### Reading text
Oh Ill do the flogging. Im in the mood


----------



## Julie (May 17, 2007)

Onslow said:
			
		

> Not atall, if you put it into a ratio, £300 is alot compared to amount of money in my account.



I believe you.

Like I believe John Howard is a good bloke.


----------



## Onslow (May 17, 2007)

Julie said:
			
		

> I believe you.
> 
> Like I believe John Howard is a good bloke.







Looks like a lovely bloke to me.



> Oh Ill do the flogging. Im in the mood




Forgive me for asking, but what does "flogging" mean


----------



## equationgirl (May 17, 2007)

Onslow said:
			
		

> Forgive me for asking, but what does "flogging" mean



flogging means beating.

From the Oxford English Dictionary: 

'The practice or system of punishment by blows; an instance of it; a chastisement' 

I'm completely astounded you didn't know that. Seriously.


----------



## LilMissHissyFit (May 17, 2007)

indeed.... someone in the 3rd year at uni should know what flogging means.... 

Are you SURE this dissertation is for you?


----------



## Aldebaran (May 17, 2007)

Yes... Even I know what it means. Of course being Arab I must practice that on women daily but they always say I don't know what I'm doing

Onslow, how is the thesis going. (You shouldn't be on this board now and if you don't know that ...mmmm... )

salaam.


----------



## equationgirl (May 17, 2007)

Aldebaran, the women could show you how its done properly.


----------



## Aldebaran (May 17, 2007)

equationgirl said:
			
		

> Aldebaran, the women could show you how its done properly.



Tsss... Typical Western talk. Only lunatics give that kind of power to women. Surely you know women can't handle that amount of responsibility. The result owuld be complete chaos.

salaam.


----------



## equationgirl (May 17, 2007)

It's an illusion, alderbaran.

Your women let you think you have the power, when in reality they do.

Have you seen who we have in government?


----------



## Onslow (May 17, 2007)

equationgirl said:
			
		

> flogging means beating.
> 
> From the Oxford English Dictionary:
> 
> ...




Well i thought it was ment in the selling sense. As in " I'm flogging some cheap aftershave if your're interested?"
######
### Data records
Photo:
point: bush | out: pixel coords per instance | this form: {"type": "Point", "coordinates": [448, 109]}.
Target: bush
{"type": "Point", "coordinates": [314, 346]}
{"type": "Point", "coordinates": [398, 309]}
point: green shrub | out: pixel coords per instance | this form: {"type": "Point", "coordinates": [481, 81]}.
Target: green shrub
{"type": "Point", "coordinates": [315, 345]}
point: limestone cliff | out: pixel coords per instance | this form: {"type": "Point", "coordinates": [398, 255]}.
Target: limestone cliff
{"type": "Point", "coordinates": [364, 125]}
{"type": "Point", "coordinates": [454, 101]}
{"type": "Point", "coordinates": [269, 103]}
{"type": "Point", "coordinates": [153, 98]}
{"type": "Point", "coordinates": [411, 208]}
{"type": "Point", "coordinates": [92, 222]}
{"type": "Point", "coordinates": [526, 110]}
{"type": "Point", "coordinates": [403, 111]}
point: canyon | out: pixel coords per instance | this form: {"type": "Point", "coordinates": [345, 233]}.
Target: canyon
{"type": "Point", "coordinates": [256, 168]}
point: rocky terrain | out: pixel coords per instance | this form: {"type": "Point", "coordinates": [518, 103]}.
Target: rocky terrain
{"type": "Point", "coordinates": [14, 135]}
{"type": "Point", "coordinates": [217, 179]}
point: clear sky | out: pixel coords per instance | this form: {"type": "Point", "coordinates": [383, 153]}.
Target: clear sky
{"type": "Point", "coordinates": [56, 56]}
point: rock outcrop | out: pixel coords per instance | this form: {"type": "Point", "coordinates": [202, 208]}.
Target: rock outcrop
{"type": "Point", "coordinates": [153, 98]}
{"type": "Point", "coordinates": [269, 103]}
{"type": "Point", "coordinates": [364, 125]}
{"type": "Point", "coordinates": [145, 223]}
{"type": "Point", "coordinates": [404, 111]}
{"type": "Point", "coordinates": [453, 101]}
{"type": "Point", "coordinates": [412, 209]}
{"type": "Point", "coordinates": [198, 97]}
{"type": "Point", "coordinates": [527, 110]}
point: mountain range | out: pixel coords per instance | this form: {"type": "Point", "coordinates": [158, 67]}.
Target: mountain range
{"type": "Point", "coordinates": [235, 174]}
######
Exercise → In the forum thread, which sense of "flogging" did Onslow say he had thought was meant?

Answer section → He thought it was meant in the selling sense.